◆ **Task statement**:
In the records below, locate the line containing "One point for each instance of the gray", then extract it and all following lines exactly, ending with the last line.

(Collection entries)
※

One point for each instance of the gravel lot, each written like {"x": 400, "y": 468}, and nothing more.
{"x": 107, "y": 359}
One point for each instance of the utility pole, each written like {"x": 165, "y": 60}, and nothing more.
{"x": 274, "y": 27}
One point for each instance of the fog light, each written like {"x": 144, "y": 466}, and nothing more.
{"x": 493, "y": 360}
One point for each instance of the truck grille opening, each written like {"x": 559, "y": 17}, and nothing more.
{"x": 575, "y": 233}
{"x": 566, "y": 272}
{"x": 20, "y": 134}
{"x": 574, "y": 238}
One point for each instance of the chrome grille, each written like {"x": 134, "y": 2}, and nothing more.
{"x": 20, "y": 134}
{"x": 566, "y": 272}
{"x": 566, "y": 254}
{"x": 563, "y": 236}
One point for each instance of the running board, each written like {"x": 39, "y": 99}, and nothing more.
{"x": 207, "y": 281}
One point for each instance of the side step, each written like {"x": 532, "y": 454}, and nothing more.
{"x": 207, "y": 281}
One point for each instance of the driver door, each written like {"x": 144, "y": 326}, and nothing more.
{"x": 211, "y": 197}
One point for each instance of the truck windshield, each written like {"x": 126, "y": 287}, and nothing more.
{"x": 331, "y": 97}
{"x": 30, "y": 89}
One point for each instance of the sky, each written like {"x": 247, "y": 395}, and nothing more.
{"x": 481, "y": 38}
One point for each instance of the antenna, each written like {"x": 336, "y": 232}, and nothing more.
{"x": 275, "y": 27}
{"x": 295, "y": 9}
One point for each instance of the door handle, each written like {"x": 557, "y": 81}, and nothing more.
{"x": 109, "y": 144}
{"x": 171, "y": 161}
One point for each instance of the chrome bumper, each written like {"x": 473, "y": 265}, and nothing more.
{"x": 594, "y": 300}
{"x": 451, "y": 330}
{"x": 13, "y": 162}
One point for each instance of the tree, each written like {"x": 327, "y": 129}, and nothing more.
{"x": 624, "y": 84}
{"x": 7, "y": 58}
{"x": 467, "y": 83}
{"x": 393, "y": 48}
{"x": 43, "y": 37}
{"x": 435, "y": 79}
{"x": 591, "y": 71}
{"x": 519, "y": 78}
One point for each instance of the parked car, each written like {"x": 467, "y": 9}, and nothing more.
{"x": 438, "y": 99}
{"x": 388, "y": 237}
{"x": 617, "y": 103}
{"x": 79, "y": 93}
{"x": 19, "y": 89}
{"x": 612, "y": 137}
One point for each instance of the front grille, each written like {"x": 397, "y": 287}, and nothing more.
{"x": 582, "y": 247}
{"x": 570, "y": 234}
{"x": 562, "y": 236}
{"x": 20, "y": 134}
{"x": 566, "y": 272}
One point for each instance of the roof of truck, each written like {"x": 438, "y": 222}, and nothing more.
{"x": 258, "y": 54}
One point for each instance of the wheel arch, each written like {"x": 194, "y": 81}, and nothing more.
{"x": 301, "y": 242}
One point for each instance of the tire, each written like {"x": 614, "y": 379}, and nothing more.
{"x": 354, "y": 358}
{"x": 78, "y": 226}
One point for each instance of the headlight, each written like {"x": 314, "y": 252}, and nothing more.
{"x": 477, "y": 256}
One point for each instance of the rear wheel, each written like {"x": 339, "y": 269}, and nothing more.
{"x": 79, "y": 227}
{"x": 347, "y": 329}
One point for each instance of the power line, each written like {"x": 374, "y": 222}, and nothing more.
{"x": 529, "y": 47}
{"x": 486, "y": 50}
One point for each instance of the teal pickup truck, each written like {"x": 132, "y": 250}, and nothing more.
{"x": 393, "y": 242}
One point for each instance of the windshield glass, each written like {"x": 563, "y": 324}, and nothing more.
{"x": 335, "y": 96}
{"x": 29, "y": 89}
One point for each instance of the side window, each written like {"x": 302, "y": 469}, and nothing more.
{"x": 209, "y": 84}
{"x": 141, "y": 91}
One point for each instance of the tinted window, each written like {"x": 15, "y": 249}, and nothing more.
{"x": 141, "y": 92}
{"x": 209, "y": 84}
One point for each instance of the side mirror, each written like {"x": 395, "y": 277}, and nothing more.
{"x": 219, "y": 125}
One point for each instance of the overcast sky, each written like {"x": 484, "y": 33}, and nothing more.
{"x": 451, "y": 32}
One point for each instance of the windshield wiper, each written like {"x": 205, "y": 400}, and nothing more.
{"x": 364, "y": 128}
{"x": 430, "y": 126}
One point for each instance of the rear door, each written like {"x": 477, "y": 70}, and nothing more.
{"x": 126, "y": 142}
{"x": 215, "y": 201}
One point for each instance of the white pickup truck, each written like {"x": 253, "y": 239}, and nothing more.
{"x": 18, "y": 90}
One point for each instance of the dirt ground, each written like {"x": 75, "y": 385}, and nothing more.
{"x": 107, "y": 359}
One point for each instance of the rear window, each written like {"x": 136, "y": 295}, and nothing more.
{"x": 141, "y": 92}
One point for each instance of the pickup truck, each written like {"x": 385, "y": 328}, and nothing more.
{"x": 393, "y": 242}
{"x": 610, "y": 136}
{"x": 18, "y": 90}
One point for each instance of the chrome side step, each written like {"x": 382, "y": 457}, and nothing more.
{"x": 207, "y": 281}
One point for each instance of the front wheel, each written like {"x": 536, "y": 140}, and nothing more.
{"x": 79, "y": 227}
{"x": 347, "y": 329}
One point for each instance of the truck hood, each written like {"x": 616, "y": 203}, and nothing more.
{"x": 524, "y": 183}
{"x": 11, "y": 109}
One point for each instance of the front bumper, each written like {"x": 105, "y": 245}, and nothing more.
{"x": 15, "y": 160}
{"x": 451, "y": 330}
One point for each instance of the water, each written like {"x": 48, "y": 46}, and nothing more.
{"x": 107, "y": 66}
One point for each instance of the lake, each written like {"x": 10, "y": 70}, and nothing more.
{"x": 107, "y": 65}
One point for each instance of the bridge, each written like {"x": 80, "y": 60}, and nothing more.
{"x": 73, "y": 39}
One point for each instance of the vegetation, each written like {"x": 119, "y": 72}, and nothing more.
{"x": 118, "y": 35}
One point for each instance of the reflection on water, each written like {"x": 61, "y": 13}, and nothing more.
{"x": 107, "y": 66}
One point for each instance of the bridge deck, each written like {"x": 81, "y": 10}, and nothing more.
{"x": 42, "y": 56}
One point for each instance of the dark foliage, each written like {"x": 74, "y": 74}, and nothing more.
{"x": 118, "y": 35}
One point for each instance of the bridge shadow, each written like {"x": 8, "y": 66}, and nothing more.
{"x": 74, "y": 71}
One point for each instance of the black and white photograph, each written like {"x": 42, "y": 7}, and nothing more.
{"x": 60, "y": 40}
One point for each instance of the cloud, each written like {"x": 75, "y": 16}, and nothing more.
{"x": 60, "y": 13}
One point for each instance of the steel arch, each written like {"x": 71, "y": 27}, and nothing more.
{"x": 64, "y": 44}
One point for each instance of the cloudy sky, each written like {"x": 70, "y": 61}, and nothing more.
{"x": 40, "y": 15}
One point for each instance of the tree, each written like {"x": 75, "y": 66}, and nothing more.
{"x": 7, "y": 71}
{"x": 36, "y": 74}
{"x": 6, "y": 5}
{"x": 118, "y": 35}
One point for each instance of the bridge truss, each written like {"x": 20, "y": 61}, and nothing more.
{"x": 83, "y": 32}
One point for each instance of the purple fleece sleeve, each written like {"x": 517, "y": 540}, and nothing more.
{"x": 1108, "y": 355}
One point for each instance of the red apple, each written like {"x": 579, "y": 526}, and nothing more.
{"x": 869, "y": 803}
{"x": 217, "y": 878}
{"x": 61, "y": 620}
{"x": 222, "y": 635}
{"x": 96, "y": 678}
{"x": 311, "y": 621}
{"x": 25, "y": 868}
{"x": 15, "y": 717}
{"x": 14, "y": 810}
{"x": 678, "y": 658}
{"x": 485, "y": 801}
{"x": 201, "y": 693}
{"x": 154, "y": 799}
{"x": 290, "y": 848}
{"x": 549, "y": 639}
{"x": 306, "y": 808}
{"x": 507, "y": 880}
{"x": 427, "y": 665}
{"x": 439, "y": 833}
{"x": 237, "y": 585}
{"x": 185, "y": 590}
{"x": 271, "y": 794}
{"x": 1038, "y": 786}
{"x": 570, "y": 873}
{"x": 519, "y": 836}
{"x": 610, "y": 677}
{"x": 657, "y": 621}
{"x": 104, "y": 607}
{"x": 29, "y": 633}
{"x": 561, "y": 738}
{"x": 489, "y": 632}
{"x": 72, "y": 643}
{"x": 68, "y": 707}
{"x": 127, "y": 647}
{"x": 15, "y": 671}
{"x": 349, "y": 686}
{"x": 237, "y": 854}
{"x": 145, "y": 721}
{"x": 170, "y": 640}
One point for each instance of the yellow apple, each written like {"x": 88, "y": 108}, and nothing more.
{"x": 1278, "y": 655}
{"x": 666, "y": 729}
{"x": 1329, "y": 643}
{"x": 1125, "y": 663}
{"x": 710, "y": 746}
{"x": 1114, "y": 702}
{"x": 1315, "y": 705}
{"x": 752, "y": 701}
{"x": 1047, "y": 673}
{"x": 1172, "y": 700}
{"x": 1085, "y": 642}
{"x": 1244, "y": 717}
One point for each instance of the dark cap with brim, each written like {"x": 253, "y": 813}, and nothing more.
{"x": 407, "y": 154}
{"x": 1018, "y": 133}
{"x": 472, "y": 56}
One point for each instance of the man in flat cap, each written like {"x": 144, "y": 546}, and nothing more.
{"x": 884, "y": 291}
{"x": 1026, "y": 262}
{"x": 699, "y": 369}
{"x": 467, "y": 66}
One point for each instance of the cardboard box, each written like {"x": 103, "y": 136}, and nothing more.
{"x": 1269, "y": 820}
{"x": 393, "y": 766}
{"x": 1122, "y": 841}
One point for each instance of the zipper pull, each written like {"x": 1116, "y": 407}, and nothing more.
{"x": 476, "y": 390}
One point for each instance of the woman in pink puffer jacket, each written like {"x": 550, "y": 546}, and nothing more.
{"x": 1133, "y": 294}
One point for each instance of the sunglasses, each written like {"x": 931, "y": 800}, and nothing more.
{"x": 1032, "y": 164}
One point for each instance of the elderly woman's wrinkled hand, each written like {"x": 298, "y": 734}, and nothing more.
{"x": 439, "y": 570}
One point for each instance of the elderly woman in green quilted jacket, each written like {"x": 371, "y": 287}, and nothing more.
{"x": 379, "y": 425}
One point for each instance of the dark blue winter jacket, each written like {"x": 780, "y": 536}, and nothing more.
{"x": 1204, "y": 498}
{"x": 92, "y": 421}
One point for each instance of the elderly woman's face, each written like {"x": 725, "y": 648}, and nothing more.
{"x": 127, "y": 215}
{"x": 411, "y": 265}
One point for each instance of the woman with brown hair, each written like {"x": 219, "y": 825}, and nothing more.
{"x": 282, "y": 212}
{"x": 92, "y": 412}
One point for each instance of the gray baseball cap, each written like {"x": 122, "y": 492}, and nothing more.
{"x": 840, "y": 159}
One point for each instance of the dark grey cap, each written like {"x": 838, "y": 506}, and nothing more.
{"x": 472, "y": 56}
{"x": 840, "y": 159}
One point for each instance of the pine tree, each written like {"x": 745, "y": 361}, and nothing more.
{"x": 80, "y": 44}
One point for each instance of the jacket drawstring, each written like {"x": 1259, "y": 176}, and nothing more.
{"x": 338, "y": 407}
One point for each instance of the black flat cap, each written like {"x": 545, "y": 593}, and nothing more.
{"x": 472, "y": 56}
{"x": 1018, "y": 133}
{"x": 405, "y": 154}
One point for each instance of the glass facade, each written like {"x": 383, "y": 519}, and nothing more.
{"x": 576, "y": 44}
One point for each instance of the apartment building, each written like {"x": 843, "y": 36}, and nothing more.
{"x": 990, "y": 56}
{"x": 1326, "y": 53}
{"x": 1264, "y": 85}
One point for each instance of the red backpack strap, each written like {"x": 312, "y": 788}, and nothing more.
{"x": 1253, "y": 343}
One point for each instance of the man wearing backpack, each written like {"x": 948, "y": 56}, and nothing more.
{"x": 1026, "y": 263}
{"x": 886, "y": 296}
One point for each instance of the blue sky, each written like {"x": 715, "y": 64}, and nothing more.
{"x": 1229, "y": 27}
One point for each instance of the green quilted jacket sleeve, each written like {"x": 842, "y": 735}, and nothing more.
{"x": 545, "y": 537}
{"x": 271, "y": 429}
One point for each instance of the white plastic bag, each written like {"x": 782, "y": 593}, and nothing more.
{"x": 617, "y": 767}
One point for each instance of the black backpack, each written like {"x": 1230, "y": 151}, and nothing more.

※

◆ **Written answer**:
One point for each instance of the gray baseball cap, each written like {"x": 122, "y": 492}, and nothing more.
{"x": 840, "y": 159}
One point for each instance of the dark grey cap, each written like {"x": 838, "y": 506}, and nothing more.
{"x": 472, "y": 56}
{"x": 840, "y": 159}
One point for each instance of the pine tree, each written like {"x": 745, "y": 361}, and nothing more.
{"x": 80, "y": 44}
One point for each instance of the jacket drawstring, each written like {"x": 1259, "y": 176}, and nothing more.
{"x": 338, "y": 407}
One point for each instance of the black flat cap, each written like {"x": 545, "y": 593}, and nothing more.
{"x": 472, "y": 56}
{"x": 1018, "y": 133}
{"x": 405, "y": 154}
One point for each instance of the glass facade, each written like {"x": 383, "y": 519}, and nothing more.
{"x": 576, "y": 44}
One point for each instance of the apartment building, each written like {"x": 843, "y": 36}, and nothing more.
{"x": 990, "y": 56}
{"x": 1326, "y": 53}
{"x": 1264, "y": 85}
One point for each instance of the red backpack strap, each written like {"x": 312, "y": 788}, and nothing more.
{"x": 1253, "y": 343}
One point for each instance of the man wearing backpack, each written like {"x": 948, "y": 56}, and nothing more.
{"x": 1026, "y": 263}
{"x": 886, "y": 296}
One point for each instance of the blue sky, each written like {"x": 715, "y": 64}, and nothing more.
{"x": 1229, "y": 27}
One point for each instance of the green quilted jacket sleeve, each written like {"x": 842, "y": 735}, and nothing more.
{"x": 545, "y": 537}
{"x": 271, "y": 429}
One point for each instance of the white plastic bag, each written like {"x": 782, "y": 593}, and nothing more.
{"x": 617, "y": 767}
One point for each instance of the black backpack, each written like {"x": 1230, "y": 151}, and nothing more.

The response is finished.